§ **To do**
I'd like the records transcribed exactly, leaving the images out.

§ **Data shown**
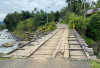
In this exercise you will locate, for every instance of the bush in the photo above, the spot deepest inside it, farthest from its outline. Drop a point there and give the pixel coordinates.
(49, 26)
(27, 25)
(2, 27)
(88, 40)
(80, 23)
(93, 29)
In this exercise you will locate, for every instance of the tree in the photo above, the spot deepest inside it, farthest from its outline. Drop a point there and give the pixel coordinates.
(98, 4)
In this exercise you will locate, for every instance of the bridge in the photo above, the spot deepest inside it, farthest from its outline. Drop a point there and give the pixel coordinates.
(62, 43)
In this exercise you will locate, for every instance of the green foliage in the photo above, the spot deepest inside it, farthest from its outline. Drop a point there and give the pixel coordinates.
(88, 40)
(79, 21)
(27, 25)
(49, 26)
(77, 6)
(93, 29)
(2, 27)
(63, 21)
(13, 19)
(95, 64)
(98, 4)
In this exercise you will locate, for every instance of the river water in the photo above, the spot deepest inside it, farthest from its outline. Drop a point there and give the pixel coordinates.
(5, 37)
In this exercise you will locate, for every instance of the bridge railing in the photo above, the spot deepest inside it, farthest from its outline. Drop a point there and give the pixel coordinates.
(88, 51)
(37, 34)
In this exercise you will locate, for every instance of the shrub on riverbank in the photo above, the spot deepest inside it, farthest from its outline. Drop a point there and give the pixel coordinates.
(79, 21)
(2, 27)
(30, 26)
(27, 25)
(93, 29)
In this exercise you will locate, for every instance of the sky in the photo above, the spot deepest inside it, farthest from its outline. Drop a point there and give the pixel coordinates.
(9, 6)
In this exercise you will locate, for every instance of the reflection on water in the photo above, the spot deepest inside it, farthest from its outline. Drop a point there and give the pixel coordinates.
(5, 37)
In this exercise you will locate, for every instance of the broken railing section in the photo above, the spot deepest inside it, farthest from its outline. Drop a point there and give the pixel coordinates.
(88, 51)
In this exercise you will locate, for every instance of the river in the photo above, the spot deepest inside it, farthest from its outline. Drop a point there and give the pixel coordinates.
(5, 37)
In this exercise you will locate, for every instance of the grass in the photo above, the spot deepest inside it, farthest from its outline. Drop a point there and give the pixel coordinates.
(95, 64)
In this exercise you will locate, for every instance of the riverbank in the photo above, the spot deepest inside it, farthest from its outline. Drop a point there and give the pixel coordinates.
(5, 37)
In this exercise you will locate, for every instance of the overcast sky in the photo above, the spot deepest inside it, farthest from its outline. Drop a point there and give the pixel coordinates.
(9, 6)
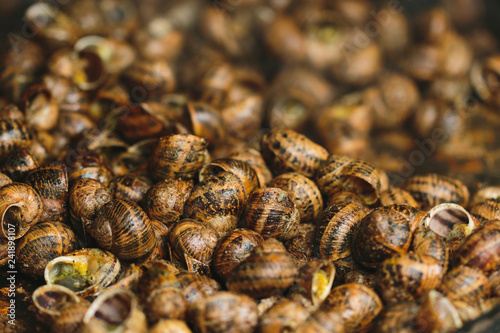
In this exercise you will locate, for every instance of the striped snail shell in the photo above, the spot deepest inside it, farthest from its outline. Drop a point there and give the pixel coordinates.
(124, 229)
(20, 207)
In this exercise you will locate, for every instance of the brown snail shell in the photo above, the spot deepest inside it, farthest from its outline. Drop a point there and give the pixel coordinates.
(13, 134)
(465, 283)
(397, 196)
(115, 309)
(242, 170)
(123, 228)
(272, 213)
(195, 287)
(255, 160)
(443, 218)
(129, 187)
(267, 271)
(87, 196)
(207, 122)
(437, 314)
(286, 150)
(314, 282)
(50, 300)
(70, 317)
(486, 211)
(284, 316)
(170, 326)
(193, 245)
(341, 173)
(357, 304)
(427, 242)
(164, 201)
(408, 276)
(40, 108)
(323, 321)
(4, 179)
(335, 227)
(161, 232)
(51, 183)
(86, 272)
(301, 246)
(41, 244)
(384, 232)
(224, 312)
(432, 189)
(397, 317)
(165, 303)
(217, 201)
(178, 156)
(21, 207)
(243, 118)
(307, 195)
(155, 77)
(481, 248)
(234, 248)
(18, 163)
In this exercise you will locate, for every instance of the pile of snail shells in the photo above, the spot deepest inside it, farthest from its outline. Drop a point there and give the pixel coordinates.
(149, 195)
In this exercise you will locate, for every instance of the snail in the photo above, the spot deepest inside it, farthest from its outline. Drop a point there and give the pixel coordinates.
(124, 229)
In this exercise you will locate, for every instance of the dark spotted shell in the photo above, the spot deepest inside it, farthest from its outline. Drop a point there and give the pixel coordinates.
(286, 150)
(272, 213)
(384, 232)
(306, 194)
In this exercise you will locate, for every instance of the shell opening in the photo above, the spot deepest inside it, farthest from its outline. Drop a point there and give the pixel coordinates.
(322, 283)
(67, 275)
(443, 220)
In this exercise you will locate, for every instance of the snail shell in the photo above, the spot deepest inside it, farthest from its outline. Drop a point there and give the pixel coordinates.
(50, 300)
(129, 187)
(255, 160)
(86, 272)
(397, 196)
(217, 202)
(384, 232)
(284, 316)
(242, 170)
(164, 201)
(41, 244)
(481, 248)
(178, 156)
(427, 242)
(465, 283)
(335, 227)
(193, 245)
(170, 326)
(224, 312)
(272, 213)
(234, 248)
(443, 218)
(408, 276)
(51, 183)
(307, 195)
(357, 304)
(123, 228)
(40, 108)
(433, 189)
(314, 282)
(486, 211)
(165, 303)
(267, 271)
(341, 173)
(286, 150)
(20, 206)
(117, 310)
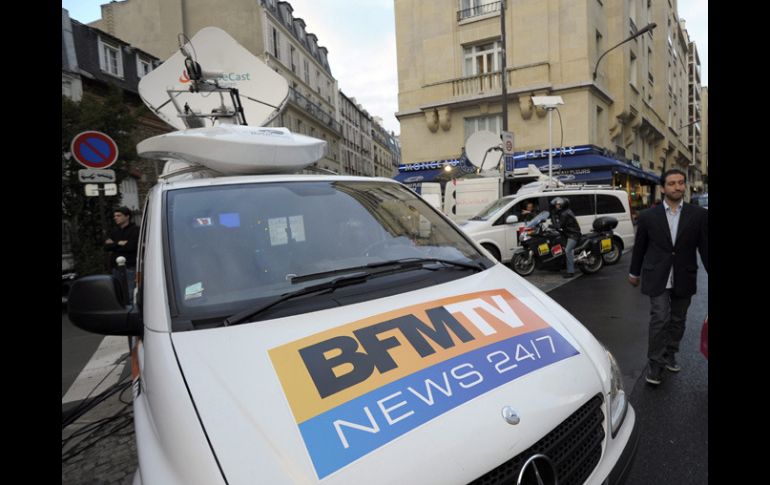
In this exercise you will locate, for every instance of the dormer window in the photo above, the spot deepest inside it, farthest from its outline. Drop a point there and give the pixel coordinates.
(143, 67)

§ **Exercise output**
In this exercise you will locate, for every instance of the bush in the photo above, the spot deepest inside it, farthest from its outline. Drop a point there and give the pixel coordinates.
(49, 26)
(27, 25)
(2, 27)
(88, 40)
(80, 23)
(93, 29)
In this exercise you will locate, for every instance of the tree in the photo above, the spot deepest inside it, farthest from its outline. Drop a point there and give the pixel coordinates.
(98, 4)
In this exercise you will locate, for every instance of the bridge in the photo above, the spot deepest inside it, farthest from its outline. Drop a point there and give the pixel coordinates.
(62, 43)
In this exercise you will locate, for every instance of the green foliage in the photo above, the spot deepest inside it, farthest from its outline. Drop a point there and give the pixel coordinates.
(88, 40)
(79, 21)
(27, 25)
(49, 26)
(77, 6)
(93, 29)
(2, 27)
(63, 21)
(13, 19)
(95, 64)
(98, 4)
In this exercise you will locate, for every instance of the river water in the photo above, the spot deepest inside it, farthest from its outline. Drop a point there and give the pixel coordinates.
(5, 37)
In this exercise you will locate, for every instance of the bridge railing in the photo above, the spot deepest inside it, farthest from its outline. Drop a point there and give the pixel coordinates.
(88, 51)
(37, 34)
In this exercise you will locate, for every instance of the shrub on riverbank in the photo above, the spot deepest inside it, farthest from its outline. Drop a point there and give the pixel coordinates.
(79, 21)
(2, 27)
(30, 26)
(27, 25)
(93, 29)
In this exercise you will locate, for every instance of the sky in the photo above, the spot deepest inside it, farthest from its outline. Drop a point there and give the pixel coordinates.
(9, 6)
In this exercise you will locate, for every instance of the reflection on water in the photo above, the spot deepest inside it, farthest from its outline. Drop a point there and give the pixel coordinates.
(5, 37)
In this exercise you will locate, for every instance of the broken railing section in the photo above, the spot deepest inside it, farthest from its outline. Drop a point there and give the pixel coordinates.
(88, 51)
In this exercise you will locate, for every instance of the river in the photo above, the spot deepest inside it, farthest from its outline. Drop a point there and give the pixel coordinates.
(5, 37)
In this exercise you will locate, for every instance of the grass in the photo above, the spot deepest inside it, farthest from its outline. Drop a point there and give the pixel coordinates.
(95, 64)
In this exercise you will locate, for every instance of the riverbank in the photo above, the spot deepest inside it, farthest from its outline. Drop a point there and give the pixel coordinates.
(5, 37)
In this exercise you will locate, for every instance of the overcast sky in the photo above, the spot deepest inside it, farthest from its outline. Drop a point there and give the pixel coordinates.
(9, 6)
In this exercise you will locate, for every instance of the striped snail shell in the photo above, the spot deepest inside it, farthest from its outline. Drop a point there and give the pixel coordinates.
(124, 229)
(20, 207)
In this exercise you will locate, for every instance of the brown snail shell in the photo above, the spot deepest inside it, farthest from its outline. Drop a point there and give the pixel coordinates.
(13, 134)
(465, 283)
(397, 196)
(115, 309)
(242, 170)
(123, 228)
(272, 213)
(195, 287)
(255, 160)
(443, 218)
(129, 187)
(267, 271)
(87, 196)
(207, 122)
(437, 314)
(286, 150)
(314, 282)
(50, 300)
(70, 317)
(486, 211)
(284, 316)
(170, 326)
(193, 245)
(341, 173)
(357, 304)
(427, 242)
(164, 201)
(408, 276)
(40, 108)
(323, 321)
(4, 179)
(335, 227)
(161, 232)
(51, 183)
(86, 272)
(301, 246)
(41, 244)
(384, 232)
(224, 312)
(432, 189)
(397, 317)
(165, 303)
(217, 201)
(178, 156)
(21, 207)
(243, 118)
(307, 195)
(155, 77)
(481, 248)
(234, 248)
(18, 163)
In this exercise you will locate, for every instance of the pile of snail shells in the photo above, the spot deepest inside it, farthest from its outline. Drop a point there and give the pixel coordinates.
(149, 195)
In this exercise you will locate, for every instance of the snail in the photo above, the spot deepest inside it, farthest from its outline. Drop a point there and give the pixel coordinates.
(124, 229)
In this exercise you will locate, for every instance of the dark spotted shell in the photo above, the spot deepest inside it, farthest from its outline. Drop a point there and give the pixel coordinates.
(286, 150)
(272, 213)
(384, 232)
(306, 194)
In this exercise you will locate, for every instance of the shell opening in the photo above, the spot deepest inside it, farthest from its outline. Drop a point there and give the pixel coordinates.
(322, 283)
(67, 275)
(443, 220)
In this exercise you will locate, for every instance of the snail shell in the photo above, the spot deepest inside it, farthest from its outline. Drop a point there and give the pixel coordinates.
(50, 300)
(129, 187)
(255, 160)
(86, 272)
(397, 196)
(217, 202)
(384, 232)
(284, 316)
(242, 170)
(164, 201)
(41, 244)
(481, 248)
(178, 156)
(427, 242)
(465, 283)
(335, 227)
(193, 245)
(170, 326)
(224, 312)
(272, 213)
(234, 248)
(443, 218)
(408, 276)
(51, 183)
(307, 195)
(357, 304)
(123, 228)
(40, 108)
(433, 189)
(314, 282)
(486, 211)
(165, 303)
(267, 271)
(341, 173)
(286, 150)
(20, 206)
(117, 310)
In this exercise you will locate, for every instance of the dormer window in the photo above, the spot deepest inside it, farthest from its outline. Drop a point there and give the pixel coordinates.
(143, 67)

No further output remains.